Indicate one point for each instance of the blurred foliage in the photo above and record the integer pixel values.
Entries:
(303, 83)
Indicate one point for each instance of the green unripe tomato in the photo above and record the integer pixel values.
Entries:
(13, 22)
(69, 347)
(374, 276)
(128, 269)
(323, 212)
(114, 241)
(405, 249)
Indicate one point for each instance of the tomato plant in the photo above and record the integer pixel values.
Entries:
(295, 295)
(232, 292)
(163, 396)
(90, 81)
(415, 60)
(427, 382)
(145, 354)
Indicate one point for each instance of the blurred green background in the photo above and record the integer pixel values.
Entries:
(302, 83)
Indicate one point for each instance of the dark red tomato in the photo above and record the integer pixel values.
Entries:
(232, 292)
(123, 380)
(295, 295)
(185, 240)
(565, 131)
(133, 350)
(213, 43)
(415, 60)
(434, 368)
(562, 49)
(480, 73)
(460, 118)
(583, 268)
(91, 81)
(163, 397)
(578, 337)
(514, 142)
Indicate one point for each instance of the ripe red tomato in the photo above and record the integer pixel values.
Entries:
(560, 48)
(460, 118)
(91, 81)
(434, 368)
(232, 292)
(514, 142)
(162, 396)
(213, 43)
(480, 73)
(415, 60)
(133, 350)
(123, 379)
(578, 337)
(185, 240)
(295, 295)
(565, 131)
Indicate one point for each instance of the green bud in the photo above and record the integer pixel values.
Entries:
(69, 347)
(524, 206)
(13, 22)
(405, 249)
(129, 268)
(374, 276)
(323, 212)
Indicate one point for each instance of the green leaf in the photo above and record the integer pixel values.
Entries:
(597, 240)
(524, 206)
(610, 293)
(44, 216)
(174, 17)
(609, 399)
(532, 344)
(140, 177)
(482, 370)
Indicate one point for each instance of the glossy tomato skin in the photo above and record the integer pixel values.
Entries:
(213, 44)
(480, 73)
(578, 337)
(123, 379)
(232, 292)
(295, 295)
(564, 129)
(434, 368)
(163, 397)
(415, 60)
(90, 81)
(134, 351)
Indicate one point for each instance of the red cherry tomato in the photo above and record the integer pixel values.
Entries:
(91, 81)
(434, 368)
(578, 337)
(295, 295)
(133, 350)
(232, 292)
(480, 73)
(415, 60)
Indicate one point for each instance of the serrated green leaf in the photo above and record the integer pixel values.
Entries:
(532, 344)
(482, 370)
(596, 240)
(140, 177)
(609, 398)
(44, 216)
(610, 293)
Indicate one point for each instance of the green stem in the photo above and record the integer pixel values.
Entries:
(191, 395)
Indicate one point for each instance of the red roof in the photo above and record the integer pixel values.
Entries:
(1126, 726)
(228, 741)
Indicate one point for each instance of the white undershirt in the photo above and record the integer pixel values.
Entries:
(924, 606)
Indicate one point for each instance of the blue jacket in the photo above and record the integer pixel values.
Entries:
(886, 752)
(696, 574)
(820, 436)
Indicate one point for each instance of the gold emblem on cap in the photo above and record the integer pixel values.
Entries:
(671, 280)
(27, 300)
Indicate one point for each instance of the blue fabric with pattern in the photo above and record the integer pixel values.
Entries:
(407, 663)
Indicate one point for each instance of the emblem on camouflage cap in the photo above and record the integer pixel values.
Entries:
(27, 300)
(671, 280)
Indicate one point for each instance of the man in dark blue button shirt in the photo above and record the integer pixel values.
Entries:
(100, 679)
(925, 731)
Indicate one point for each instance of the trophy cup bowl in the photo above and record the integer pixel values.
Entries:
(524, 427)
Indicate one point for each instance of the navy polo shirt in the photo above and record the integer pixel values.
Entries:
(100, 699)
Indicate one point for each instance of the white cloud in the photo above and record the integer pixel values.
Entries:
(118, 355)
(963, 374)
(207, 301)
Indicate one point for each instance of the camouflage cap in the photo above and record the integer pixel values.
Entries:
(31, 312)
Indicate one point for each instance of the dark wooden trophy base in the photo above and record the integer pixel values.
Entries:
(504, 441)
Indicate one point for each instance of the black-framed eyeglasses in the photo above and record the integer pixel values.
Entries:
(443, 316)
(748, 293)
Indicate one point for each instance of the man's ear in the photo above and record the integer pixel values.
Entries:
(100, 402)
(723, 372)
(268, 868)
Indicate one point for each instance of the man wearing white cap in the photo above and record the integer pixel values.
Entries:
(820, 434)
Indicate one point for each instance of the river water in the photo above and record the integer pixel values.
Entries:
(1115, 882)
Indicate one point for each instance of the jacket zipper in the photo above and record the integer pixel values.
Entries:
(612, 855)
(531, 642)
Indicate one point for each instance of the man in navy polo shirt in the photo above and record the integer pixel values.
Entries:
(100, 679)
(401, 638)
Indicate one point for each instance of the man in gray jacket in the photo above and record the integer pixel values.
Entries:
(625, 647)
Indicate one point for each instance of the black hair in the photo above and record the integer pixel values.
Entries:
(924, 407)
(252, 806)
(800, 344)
****
_What is expected_
Report the number of lines in the listing that include the string "dark"; give nothing but the number.

_Response area_
3